# Extract provided:
━━━
The disposal of used tyres in landfills causes serious effects on environment as the rubber can take up to 1000 years to decompose due to its high sulfur content. This has prompted countries across the world to ban scrap tyres from landfill with the European Union issuing legislations that include a complete ban on the landfill disposal of tyres to protect public health and environment.
Recycling of scrap tyres provides an excellent opportunity to use them as an alternative fuel in cement manufacturing. Scrap tyres are used in cement kilns where they are burnt at high gas temperatures of 1000-1200-degC resulting in an instantaneous, complete, and non-smokeless tyres combustion.
Tyres-derived fuel (TDF) is more cost effective than fossil fuels, and helps preserve natural resources by reducing the dependence on fossil fuels. TDF allows cement manufactures to reduce emissions and production costs, turning scrap tyres from an environment and public health challenge to an efficient source of alternative energy.
━━━
[Items listed in a dataset]
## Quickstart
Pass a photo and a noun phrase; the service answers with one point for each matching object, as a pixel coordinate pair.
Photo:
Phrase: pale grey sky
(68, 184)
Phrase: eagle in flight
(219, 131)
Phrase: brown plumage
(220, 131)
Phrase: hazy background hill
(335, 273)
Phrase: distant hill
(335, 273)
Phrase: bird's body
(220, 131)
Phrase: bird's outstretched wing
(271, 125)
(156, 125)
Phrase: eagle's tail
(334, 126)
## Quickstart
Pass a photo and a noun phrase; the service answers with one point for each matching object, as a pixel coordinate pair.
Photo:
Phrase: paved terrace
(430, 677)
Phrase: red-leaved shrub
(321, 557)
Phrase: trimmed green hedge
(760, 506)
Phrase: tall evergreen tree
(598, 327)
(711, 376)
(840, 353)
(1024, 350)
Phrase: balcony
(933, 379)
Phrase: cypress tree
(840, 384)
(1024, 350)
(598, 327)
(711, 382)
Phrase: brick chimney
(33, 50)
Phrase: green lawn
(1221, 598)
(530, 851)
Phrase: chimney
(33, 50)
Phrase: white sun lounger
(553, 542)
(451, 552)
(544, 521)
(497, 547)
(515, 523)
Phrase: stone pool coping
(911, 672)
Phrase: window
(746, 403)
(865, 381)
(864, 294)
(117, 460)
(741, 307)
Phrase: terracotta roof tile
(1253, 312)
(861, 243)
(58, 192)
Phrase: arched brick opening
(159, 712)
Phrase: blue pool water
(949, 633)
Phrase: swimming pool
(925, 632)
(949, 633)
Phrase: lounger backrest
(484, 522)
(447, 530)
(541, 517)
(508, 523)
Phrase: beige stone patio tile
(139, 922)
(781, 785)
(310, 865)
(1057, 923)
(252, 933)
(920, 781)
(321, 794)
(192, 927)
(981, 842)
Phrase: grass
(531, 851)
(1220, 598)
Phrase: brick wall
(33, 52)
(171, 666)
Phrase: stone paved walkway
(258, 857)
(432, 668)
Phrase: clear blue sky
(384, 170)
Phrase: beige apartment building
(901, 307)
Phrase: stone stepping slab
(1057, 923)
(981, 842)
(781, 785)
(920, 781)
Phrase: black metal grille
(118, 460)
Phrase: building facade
━━━
# To be done:
(1) According to the passage on tire-derived fuel, how long can rubber take to decompose?
(2) Swap "fossil fuels" for "conventional fuels" in the passage on tire-derived fuel, writing out the stretch from "Recycling of scrap" through "of alternative energy.".

# Final answers:
(1) Up to 1000 years.

(2)
Recycling of scrap tyres provides an excellent opportunity to use them as an alternative fuel in cement manufacturing. Scrap tyres are used in cement kilns where they are burnt at high gas temperatures of 1000-1200-degC resulting in an instantaneous, complete, and non-smokeless tyres combustion.
Tyres-derived fuel (TDF) is more cost effective than conventional fuels, and helps preserve natural resources by reducing the dependence on conventional fuels. TDF allows cement manufactures to reduce emissions and production costs, turning scrap tyres from an environment and public health challenge to an efficient source of alternative energy.